→ What is required
Please work out how many lines in the data below hold the word "before", and state only the number.

'''

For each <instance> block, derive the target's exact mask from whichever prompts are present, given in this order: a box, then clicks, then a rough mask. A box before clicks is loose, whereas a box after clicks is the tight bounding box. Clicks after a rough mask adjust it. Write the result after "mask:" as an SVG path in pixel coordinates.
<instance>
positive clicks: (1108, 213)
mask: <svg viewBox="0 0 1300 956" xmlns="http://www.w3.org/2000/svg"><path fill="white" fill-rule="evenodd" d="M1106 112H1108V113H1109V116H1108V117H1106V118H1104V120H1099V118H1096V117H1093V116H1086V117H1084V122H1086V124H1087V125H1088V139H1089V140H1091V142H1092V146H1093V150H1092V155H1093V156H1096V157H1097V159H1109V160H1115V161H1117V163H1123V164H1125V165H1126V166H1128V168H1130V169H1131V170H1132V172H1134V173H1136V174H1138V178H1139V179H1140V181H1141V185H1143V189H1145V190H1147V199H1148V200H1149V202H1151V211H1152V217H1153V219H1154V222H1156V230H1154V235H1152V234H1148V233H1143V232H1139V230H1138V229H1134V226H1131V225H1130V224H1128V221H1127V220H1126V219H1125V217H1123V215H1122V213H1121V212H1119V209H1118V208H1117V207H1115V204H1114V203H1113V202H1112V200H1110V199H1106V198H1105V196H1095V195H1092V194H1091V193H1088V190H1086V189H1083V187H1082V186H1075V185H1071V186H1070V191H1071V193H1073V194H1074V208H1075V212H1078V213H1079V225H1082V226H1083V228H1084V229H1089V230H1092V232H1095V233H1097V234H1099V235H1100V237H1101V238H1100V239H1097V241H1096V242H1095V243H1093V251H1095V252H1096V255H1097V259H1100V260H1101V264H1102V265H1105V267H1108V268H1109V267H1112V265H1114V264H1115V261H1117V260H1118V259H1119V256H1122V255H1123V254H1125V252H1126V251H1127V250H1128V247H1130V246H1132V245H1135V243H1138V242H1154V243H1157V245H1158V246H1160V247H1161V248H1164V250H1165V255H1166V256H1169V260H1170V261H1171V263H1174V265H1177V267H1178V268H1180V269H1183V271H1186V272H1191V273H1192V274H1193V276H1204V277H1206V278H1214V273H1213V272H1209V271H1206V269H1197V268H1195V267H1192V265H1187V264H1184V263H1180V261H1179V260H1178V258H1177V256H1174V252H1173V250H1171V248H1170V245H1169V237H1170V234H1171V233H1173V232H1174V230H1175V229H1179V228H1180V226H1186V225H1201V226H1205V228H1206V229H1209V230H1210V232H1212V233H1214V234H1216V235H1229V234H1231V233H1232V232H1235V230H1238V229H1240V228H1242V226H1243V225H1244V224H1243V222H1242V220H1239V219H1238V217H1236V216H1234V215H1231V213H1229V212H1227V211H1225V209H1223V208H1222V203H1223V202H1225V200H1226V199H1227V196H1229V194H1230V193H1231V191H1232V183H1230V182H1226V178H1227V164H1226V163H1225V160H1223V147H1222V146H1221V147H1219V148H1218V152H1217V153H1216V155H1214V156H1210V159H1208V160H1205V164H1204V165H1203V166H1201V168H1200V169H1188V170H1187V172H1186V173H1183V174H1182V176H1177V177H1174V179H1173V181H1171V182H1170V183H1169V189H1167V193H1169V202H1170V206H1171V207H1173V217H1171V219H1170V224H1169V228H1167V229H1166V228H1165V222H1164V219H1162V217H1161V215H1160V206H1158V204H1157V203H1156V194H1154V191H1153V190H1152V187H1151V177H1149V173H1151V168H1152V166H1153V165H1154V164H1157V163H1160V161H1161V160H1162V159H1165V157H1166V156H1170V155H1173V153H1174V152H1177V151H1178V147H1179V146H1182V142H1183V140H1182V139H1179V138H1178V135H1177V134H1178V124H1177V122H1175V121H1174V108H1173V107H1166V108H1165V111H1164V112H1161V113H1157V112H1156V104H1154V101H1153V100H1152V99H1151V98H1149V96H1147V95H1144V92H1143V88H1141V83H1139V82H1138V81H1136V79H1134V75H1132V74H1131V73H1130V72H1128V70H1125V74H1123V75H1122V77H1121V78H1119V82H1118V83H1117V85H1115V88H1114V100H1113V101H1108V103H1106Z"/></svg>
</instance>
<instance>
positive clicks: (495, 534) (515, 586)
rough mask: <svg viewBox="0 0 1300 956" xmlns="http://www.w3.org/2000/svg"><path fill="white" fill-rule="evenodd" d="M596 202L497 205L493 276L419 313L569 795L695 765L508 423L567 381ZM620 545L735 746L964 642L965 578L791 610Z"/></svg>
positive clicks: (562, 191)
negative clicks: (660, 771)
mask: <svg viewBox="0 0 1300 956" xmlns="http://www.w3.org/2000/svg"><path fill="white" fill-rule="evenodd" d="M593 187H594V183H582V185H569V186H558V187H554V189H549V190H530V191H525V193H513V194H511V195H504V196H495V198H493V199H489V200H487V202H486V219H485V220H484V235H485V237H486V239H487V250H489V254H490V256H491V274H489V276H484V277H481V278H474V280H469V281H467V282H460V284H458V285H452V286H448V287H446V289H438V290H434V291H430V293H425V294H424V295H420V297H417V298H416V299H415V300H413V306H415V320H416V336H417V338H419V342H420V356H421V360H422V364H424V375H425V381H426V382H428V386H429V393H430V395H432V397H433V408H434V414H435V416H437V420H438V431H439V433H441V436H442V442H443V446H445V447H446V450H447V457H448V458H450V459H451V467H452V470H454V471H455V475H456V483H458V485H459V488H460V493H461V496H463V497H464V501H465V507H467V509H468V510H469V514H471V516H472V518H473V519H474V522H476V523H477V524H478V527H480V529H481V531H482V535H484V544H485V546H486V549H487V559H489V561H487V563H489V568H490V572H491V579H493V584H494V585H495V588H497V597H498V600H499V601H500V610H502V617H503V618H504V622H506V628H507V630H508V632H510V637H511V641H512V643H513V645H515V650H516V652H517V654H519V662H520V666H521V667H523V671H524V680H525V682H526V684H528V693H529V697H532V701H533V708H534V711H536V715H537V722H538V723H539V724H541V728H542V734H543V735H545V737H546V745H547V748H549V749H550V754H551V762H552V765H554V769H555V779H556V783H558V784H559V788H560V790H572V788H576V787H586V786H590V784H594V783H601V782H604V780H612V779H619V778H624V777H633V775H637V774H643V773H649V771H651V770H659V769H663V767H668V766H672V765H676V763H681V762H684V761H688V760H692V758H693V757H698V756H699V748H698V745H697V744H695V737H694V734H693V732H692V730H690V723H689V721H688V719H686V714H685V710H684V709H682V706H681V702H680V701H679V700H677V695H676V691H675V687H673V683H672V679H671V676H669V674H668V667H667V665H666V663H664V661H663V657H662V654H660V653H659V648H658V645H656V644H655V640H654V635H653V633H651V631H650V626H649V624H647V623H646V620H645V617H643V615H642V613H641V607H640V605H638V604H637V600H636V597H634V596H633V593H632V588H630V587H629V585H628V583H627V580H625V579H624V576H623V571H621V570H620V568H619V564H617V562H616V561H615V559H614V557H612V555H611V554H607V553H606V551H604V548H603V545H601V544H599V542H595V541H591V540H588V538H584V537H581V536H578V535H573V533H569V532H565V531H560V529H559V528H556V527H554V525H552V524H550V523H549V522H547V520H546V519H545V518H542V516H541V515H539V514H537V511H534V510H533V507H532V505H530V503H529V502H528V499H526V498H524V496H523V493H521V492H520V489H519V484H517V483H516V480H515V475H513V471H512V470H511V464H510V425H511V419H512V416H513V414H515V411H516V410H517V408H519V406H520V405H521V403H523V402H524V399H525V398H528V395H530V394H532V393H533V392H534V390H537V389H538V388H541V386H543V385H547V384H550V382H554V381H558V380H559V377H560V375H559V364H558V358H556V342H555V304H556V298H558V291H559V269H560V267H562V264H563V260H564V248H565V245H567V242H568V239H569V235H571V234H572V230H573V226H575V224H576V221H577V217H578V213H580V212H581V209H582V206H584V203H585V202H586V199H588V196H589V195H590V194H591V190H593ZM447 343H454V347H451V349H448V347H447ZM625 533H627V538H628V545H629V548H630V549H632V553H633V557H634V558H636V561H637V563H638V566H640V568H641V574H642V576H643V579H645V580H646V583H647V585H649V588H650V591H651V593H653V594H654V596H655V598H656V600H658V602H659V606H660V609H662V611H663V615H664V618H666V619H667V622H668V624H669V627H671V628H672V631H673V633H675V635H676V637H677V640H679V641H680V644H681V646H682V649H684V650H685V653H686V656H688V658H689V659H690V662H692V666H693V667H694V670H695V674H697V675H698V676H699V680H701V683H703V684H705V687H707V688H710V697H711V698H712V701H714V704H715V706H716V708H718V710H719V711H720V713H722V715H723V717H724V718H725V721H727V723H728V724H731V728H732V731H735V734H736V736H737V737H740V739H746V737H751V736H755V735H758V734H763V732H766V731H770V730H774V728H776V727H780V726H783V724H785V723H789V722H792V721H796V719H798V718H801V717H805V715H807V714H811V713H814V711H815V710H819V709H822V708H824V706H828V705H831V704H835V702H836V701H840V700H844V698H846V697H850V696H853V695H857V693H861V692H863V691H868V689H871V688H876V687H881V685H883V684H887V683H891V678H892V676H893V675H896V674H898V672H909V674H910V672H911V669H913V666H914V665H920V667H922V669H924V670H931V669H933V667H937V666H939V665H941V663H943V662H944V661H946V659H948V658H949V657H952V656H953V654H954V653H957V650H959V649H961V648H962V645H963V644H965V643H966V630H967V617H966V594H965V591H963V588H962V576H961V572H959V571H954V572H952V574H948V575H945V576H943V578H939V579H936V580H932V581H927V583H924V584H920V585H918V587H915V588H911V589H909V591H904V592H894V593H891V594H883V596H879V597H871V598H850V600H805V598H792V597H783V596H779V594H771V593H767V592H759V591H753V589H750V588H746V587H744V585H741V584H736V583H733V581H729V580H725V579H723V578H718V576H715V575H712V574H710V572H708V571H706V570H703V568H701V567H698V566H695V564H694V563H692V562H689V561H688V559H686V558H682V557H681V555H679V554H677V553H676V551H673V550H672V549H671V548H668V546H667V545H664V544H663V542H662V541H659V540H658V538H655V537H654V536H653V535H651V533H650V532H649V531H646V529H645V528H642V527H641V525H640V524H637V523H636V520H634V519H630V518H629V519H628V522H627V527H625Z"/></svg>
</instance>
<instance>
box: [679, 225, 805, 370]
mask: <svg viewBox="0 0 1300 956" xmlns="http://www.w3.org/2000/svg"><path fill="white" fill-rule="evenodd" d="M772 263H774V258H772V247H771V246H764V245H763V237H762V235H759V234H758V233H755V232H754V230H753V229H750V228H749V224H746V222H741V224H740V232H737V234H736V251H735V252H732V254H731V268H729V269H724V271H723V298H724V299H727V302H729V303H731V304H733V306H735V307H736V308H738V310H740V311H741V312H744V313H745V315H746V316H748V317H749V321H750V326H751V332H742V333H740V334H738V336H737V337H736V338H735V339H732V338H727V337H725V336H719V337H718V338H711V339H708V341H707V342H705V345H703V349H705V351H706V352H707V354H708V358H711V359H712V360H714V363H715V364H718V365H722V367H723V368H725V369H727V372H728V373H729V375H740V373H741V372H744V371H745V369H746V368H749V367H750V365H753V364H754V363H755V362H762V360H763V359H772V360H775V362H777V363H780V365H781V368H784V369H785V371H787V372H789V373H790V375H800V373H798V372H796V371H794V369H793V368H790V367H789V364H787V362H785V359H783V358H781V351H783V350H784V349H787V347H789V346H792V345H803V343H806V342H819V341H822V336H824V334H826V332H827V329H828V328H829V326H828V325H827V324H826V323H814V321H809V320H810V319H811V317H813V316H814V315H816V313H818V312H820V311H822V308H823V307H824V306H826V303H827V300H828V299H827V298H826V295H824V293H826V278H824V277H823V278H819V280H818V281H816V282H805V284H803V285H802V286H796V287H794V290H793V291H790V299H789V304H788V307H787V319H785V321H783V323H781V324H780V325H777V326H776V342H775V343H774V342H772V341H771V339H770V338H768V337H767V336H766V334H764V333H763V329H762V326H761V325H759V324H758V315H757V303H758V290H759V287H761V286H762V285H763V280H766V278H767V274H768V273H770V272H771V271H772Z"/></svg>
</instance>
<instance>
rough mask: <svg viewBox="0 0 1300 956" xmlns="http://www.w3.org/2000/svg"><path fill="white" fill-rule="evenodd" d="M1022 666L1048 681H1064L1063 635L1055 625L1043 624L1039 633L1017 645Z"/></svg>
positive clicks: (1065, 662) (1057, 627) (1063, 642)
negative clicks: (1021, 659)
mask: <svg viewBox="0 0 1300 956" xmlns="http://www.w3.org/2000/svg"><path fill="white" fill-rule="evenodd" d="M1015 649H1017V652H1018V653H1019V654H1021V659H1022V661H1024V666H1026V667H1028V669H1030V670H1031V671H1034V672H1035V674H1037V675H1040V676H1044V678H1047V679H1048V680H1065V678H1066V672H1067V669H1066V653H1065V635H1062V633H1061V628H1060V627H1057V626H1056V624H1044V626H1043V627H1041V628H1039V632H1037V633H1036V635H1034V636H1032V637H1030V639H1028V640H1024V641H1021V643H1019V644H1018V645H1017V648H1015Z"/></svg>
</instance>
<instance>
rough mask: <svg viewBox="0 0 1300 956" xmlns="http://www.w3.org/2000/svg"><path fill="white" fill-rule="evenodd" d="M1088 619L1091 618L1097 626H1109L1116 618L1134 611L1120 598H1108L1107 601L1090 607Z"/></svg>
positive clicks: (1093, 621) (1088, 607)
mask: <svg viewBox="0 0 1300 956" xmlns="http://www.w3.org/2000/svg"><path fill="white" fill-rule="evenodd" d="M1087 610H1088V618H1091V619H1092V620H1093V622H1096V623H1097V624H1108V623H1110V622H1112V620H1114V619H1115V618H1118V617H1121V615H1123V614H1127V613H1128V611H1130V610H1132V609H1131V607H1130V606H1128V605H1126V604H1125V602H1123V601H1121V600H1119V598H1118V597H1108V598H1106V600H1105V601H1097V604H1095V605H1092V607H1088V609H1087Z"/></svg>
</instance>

'''
'''

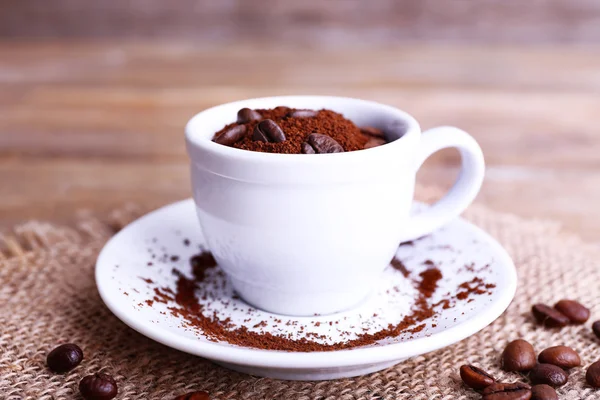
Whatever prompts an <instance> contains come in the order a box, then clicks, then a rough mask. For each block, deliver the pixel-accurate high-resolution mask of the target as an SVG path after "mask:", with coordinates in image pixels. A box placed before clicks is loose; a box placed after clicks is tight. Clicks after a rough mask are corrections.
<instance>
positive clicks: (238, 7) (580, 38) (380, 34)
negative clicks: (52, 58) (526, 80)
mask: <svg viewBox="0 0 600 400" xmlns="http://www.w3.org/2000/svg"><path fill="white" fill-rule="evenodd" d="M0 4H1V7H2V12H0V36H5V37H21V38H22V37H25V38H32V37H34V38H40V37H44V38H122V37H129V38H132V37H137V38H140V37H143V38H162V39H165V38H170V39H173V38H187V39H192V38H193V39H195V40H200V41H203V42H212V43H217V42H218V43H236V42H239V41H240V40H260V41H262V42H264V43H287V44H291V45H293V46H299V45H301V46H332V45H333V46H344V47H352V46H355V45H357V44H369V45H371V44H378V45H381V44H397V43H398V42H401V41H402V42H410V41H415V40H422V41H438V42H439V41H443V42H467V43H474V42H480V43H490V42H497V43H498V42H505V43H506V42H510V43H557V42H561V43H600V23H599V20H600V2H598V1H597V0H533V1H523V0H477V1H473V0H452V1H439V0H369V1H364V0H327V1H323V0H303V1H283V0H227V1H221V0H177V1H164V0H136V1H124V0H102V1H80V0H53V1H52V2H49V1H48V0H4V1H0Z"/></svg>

'''

→ Solution to this problem
2